* [Stated exercise 1]:
Answer these questions using the optimization methods text:
(a) What does the learning rate α control?
(b) What starting point x0 does the code example use?
(c) What value does the program print for f(xmin)?
□ □ □ □ □ □ □
Optimization Methods

Optimization Methods#

Optimization methods find values that maximize or minimize an objective function, making them useful across disciplines such as engineering, economics, and data science. Fundamentally, the action principle in physics is an optimization process, where nature selects paths that minimize or extremize an action integral.

Gradient Descent Methods#

Gradient Descent is one of the most widely used optimization techniques, particularly effective for high-dimensional problems in fields such as machine learning. The method iteratively seeks the minimum of a function by taking steps proportional to the negative of its gradient, guiding the search toward lower function values. For differentiable objective functions, gradient descent is fundamental in minimizing errors, making it indispensable for training machine learning models and refining physical models in computational astrophysics.

For a function \(f(x)\), the gradient \(\nabla f(x)\) points in the direction of steepest ascent. Moving in the opposite direction—along the negative gradient—reduces the function’s value. The algorithm updates the parameters iteratively according to:

(198)#\[\begin{align} x_{n+1} = x_n - \alpha \nabla f(x_n) \end{align}\]

where \(\alpha\) is the learning rate, controlling the step size. The choice of \(\alpha\) is critical for convergence: a large \(\alpha\) may cause divergence, where updates overshoot the minimum, while a very small \(\alpha\) can lead to slow convergence, requiring many iterations to make meaningful progress. Proper tuning of \(\alpha\) ensures that the algorithm efficiently converges to a minimum without unnecessary oscillations or divergence.

def gd(df, x, alpha, imax=1000):
    for _ in range(imax):
        x -= alpha * df(x)
    return x

# Define the function and its gradient
def f(x):
    return (x - 3)**2 + 4

def df(x):
    return 2 * (x - 3)

# Parameters for gradient descent
x0    = 0.0  # Starting point for optimization
alpha = 0.1

# Run gradient descent
xmin = gd(df, x0, alpha)
print("Approximate minimum:")
print("  xmin  = ",   xmin )
print("f(xmin) = ", f(xmin))

Approximate minimum:
  xmin  =  2.999999999999999
f(xmin) =  4.0

def gd_hist(df, x, alpha, imax=1000):
    X = [x]
    for _ in range(imax):
        X.append(X[-1] - alpha * df(X[-1]))
□ □ □ □ □ □ □
* [Stated exercise 2]: Collect every line of the listing below that contains the word "blue", treating uppercase and lowercase as different.

Dataset records on object locations:
□ □ □ □ □ □ □
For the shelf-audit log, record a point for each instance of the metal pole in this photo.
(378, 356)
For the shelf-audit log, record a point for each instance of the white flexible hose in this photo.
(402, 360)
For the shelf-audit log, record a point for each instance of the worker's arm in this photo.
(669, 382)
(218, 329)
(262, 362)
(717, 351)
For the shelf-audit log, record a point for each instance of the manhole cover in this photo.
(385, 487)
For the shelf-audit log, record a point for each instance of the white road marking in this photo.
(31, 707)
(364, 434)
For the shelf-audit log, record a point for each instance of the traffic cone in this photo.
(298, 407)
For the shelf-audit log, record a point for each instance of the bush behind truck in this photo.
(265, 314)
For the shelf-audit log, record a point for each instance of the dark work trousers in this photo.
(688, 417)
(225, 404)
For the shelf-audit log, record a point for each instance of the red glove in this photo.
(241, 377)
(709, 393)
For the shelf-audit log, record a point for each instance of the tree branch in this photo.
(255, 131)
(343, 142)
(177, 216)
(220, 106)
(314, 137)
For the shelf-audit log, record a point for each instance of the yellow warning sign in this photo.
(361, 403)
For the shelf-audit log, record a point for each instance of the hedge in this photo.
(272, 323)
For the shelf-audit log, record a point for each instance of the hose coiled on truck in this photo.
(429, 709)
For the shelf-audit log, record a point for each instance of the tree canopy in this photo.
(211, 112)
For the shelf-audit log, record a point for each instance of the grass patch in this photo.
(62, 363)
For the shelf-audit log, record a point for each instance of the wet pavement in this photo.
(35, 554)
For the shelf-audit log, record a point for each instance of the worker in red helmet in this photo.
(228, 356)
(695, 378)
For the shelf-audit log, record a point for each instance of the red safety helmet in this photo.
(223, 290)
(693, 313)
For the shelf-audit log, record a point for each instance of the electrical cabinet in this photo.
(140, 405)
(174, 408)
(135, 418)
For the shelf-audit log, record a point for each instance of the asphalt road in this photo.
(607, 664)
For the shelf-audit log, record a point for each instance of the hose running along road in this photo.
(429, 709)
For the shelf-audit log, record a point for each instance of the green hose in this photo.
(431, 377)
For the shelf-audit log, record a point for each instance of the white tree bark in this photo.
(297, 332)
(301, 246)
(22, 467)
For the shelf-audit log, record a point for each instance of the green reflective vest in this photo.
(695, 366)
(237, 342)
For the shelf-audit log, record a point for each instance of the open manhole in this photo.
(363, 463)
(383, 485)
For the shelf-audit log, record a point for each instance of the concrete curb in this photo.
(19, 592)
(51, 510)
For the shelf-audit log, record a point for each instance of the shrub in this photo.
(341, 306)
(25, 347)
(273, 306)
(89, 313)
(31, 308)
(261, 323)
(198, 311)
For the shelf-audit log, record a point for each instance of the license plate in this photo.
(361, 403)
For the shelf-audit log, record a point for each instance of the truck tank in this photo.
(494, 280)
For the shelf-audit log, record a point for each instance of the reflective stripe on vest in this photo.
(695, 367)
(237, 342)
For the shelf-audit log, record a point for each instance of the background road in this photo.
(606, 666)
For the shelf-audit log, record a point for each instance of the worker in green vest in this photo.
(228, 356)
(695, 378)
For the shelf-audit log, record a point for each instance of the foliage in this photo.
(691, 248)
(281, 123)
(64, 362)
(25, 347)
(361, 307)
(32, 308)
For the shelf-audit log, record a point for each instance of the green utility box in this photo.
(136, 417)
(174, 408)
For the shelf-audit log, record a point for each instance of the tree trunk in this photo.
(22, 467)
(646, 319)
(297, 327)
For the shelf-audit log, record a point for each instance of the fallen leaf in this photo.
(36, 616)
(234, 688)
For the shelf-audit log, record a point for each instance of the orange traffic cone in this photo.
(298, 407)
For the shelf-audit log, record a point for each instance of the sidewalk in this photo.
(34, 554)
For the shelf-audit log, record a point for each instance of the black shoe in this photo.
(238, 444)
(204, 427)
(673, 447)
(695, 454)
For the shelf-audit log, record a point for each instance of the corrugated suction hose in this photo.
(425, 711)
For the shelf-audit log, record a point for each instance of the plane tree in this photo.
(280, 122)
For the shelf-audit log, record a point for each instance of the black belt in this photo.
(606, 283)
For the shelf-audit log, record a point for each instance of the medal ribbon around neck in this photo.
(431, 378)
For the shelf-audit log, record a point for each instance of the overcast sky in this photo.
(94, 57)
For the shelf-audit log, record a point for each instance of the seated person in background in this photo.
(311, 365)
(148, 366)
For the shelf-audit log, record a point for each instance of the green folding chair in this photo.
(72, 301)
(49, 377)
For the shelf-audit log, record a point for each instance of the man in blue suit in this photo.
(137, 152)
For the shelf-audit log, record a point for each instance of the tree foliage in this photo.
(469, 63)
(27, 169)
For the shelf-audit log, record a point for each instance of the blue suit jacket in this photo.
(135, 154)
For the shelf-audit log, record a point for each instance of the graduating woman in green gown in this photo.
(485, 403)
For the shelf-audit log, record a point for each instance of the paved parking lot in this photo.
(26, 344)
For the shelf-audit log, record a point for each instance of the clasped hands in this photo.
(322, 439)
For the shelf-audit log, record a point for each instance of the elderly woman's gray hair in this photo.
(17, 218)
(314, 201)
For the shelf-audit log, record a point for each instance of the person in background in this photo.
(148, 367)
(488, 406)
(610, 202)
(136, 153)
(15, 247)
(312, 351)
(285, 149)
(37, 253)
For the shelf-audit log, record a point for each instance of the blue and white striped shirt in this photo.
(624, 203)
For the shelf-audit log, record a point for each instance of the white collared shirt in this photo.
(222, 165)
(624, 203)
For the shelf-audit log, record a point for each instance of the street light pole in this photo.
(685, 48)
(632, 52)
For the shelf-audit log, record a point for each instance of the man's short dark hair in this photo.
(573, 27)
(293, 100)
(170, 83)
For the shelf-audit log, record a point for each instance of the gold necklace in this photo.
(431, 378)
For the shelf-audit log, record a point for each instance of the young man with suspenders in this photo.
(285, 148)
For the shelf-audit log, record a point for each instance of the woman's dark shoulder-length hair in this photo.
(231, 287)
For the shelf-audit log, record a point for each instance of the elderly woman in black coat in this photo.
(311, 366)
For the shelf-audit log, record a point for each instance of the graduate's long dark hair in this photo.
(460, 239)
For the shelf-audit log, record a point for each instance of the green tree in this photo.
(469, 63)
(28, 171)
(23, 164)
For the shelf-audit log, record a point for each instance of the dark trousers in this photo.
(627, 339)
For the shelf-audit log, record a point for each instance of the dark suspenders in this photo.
□ □ □ □ □ □ □
* [Full response 1]:
(a) The step size.
(b) 0.0
(c) 4.0

* [Full response 2]:
For the shelf-audit log, record a point for each instance of the man in blue suit in this photo.
For the shelf-audit log, record a point for each instance of the blue suit jacket in this photo.
For the shelf-audit log, record a point for each instance of the blue and white striped shirt in this photo.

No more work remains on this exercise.